| Document |
-*-*-
# DIY? fix deep scratch on jet black 535i m-sport



## chibmw (May 9, 2012)

Hey all. I had an unfortunate thing happen to my new 535 M Sport the other day. Someone had bumped into my rear bumper and left a very small dent where the screw hit my bumper and then a few other deep scratches. One scratch is particularly deep. Others, as seen in the picture, aren't as bad.

Now...I've taken my car to a few shops and they all want between $450-650 to fix the bumper and get it looking brand new again. However, this involves them taking off the bumper and sanding the whole thing down and then repainting it. To be honest, I am not sure how well they can reattach the bumper and I just feel like my car won't be the same after this. They all claim they can't do anything without removing the bumper because of parking sensors and whatnot. One shop offered to do it for $300 if I spend the time taking off the bumper and just dropping it off at their shop for sanding/painting.

Anyway, here is what I will be doing this weekend. I'm set on this so I am asking for some help and maybe even some talking out of it if the idea is just downright terrible 

I plan on getting all the tools necessary to fix the bumper myself. The original paint, the HVLP paint guy, wet sanding, clear coat, etc. The whole 9 yards. My approach would be the following:

1) mask the area off around the scratch so I don't sand/paint the surrounding healthy paint and parking sensors

2) sand the area around the scratches

3) fill the scratches with some sort of a filler (still research this one haha) and hopefully keep applying this and sanding it down until everything is smooth and leveled.
-*-*-
| Data shown |
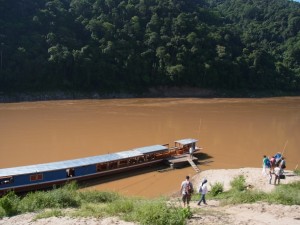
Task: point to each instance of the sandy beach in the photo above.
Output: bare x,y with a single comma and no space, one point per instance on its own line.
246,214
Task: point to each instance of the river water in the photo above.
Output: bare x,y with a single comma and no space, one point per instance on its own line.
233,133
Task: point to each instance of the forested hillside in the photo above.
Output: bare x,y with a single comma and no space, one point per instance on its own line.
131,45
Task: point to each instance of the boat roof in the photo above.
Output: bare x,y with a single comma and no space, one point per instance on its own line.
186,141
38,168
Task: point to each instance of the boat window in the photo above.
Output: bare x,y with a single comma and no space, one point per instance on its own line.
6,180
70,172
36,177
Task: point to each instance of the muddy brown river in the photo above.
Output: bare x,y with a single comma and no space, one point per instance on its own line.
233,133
-*-*-
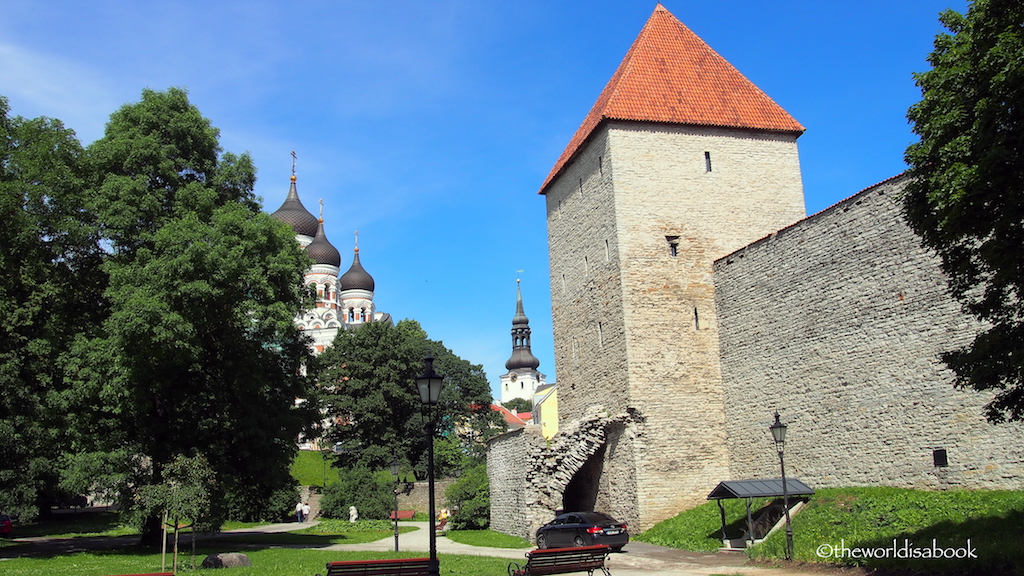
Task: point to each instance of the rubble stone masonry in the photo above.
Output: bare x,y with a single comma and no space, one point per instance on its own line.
-*-*-
| Goal |
Condense the paragraph that begins "Now...I've taken my car to a few shops" in the bumper-scratch thread into a short bulleted list that keeps its main facts.

| Finished task |
- Several shops quoted $450–650 to make the bumper look new again.
- Their repair means removing the bumper, sanding it all down and repainting it.
- The writer doubts the bumper can be reattached well and fears the car won't be the same.
- The shops say they must remove the bumper because of the parking sensors.
- One shop offered to do the work for $300 if the owner removes the bumper and drops it off for sanding and painting.